> **Your objective**: Collect every line in the records below that contains the word "pink", treating uppercase and lowercase as different.

> **Supplied records**:
begin

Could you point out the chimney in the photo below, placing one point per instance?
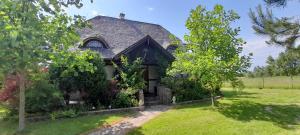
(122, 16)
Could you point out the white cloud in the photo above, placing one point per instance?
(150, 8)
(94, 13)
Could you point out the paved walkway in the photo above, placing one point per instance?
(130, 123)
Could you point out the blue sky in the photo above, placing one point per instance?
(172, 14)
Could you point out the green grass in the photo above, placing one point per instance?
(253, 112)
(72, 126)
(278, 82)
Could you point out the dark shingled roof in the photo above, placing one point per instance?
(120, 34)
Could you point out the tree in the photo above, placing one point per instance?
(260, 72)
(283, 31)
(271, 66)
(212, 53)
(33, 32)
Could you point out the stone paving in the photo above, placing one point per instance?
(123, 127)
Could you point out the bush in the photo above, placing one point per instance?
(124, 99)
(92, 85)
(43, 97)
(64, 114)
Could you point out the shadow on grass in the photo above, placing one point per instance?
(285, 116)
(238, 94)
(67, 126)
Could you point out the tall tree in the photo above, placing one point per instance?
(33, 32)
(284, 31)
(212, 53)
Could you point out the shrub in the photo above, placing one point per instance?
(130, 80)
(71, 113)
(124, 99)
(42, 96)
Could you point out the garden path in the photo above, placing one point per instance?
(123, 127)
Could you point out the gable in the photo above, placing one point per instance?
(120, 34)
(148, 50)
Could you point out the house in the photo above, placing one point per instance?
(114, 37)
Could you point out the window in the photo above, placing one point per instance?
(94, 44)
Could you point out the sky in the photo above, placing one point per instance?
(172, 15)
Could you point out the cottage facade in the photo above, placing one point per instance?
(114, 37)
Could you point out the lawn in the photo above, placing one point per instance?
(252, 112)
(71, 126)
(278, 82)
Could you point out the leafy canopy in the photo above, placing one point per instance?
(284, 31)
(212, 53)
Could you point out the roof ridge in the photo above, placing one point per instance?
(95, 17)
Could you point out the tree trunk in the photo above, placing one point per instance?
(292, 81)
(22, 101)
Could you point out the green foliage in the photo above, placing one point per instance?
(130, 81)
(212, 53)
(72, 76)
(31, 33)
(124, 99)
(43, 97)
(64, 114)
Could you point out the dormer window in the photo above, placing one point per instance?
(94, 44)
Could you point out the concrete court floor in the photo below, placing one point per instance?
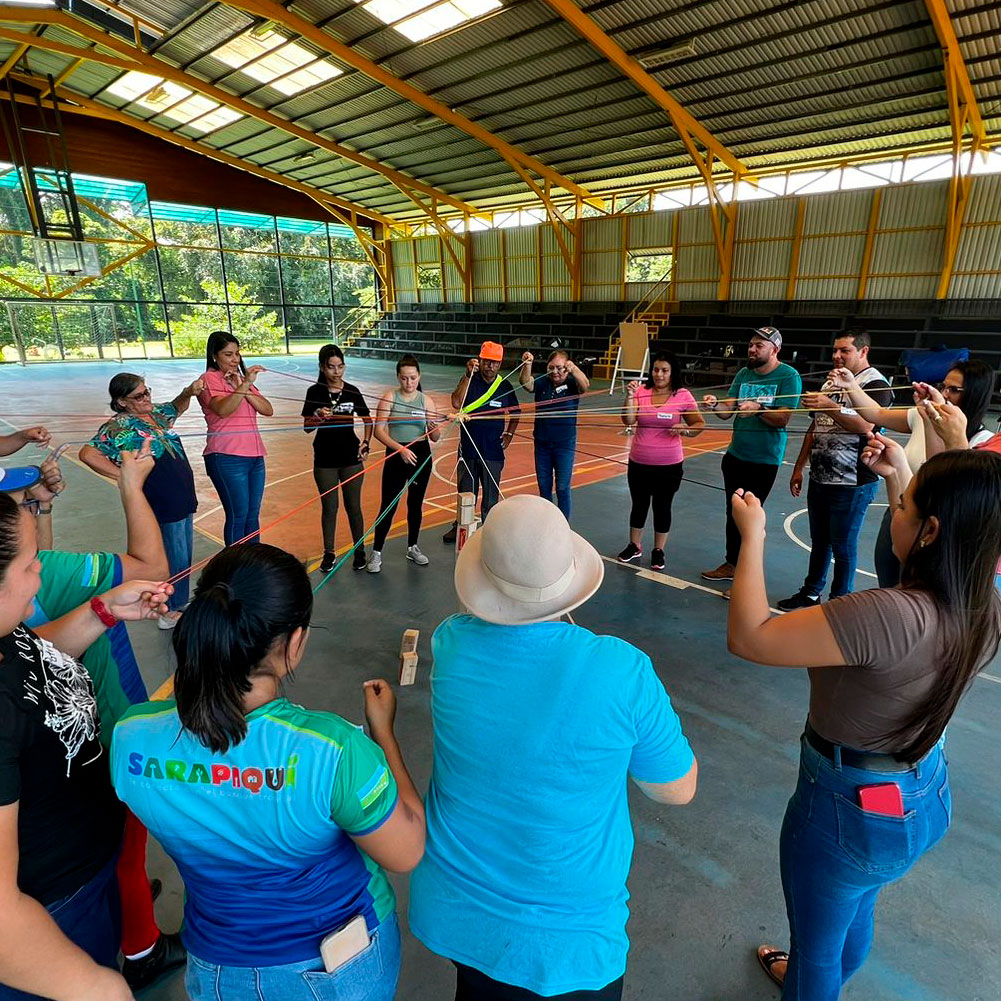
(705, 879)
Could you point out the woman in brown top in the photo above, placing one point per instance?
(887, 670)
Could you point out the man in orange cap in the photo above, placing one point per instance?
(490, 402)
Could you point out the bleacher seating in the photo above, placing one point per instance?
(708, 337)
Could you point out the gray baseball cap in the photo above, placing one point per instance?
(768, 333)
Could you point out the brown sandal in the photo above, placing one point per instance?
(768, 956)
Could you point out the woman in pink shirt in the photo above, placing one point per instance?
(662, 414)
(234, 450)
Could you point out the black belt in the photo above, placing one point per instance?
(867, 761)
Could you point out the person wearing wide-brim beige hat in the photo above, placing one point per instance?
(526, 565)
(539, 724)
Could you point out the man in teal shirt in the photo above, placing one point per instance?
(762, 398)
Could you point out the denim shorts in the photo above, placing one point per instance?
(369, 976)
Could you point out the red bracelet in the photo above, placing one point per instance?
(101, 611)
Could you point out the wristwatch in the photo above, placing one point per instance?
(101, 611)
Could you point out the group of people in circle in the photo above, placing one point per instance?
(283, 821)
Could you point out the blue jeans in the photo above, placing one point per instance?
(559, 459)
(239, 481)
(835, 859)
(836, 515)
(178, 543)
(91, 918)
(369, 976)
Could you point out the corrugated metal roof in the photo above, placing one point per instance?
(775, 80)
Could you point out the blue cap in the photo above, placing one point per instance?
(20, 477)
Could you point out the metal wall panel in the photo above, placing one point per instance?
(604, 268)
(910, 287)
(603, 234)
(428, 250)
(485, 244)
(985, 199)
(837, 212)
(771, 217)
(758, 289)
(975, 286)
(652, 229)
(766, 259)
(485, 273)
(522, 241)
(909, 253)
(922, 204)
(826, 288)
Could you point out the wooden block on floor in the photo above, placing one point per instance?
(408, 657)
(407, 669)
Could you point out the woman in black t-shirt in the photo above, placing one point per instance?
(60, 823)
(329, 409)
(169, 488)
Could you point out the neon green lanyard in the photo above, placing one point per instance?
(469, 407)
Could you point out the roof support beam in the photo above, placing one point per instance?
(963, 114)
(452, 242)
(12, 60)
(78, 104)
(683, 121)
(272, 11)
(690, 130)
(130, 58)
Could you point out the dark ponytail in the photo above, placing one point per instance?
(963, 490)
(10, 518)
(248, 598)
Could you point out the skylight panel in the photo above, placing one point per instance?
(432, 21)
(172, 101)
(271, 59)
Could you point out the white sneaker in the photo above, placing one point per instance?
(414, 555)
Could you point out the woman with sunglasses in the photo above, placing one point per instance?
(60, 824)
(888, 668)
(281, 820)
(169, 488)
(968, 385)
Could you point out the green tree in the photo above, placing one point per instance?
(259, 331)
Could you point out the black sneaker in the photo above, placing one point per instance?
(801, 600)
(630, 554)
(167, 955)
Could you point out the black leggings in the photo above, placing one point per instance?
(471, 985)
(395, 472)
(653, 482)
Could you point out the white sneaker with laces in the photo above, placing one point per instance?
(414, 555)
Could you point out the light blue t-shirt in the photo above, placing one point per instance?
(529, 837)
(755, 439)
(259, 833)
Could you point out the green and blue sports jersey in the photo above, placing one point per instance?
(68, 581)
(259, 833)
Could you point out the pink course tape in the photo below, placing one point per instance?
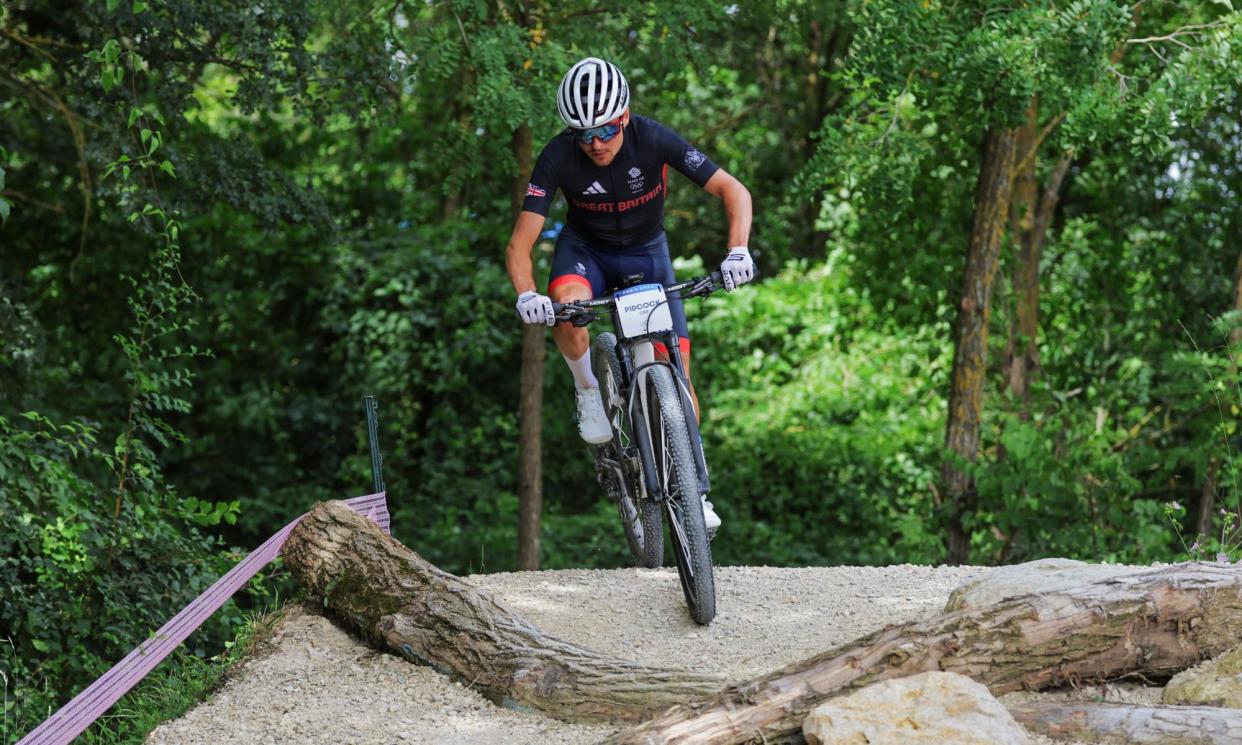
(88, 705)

end
begin

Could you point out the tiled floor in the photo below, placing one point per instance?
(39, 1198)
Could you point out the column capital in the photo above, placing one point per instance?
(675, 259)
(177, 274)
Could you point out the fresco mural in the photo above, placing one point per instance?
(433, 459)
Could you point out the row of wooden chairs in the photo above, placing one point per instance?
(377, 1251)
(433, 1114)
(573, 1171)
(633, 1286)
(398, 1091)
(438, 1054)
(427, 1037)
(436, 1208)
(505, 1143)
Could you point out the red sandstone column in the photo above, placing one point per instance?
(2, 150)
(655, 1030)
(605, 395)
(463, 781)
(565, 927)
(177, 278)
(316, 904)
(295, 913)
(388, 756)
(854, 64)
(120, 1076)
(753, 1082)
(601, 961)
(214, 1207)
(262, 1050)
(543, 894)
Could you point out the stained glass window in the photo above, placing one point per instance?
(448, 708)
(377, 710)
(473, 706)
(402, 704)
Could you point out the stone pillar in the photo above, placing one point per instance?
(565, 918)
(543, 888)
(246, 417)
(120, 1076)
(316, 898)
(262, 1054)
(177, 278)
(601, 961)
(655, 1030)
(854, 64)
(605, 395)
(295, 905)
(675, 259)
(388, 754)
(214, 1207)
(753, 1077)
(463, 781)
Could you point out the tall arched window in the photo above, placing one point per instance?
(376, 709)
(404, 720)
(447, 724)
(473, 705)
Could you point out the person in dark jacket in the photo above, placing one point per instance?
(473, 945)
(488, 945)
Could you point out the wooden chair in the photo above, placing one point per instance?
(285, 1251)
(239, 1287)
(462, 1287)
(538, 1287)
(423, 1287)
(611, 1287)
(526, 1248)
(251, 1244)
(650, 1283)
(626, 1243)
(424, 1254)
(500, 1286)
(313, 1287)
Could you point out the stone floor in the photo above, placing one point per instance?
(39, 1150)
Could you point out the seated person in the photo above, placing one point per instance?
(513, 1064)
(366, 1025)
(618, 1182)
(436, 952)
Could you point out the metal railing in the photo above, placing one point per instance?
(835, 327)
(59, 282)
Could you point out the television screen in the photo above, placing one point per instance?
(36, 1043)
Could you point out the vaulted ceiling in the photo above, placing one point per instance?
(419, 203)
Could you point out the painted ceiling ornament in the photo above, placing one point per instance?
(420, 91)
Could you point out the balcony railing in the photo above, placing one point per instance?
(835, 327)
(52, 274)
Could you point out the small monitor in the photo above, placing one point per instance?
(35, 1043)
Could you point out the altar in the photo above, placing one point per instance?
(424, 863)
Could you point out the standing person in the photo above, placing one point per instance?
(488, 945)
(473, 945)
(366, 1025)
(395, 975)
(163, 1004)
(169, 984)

end

> **Answer in full**:
Could you point out the woman in pink shirt in the photo above, placing one point per instance?
Could you point out the pink course tape in the photo below, placing one point per instance?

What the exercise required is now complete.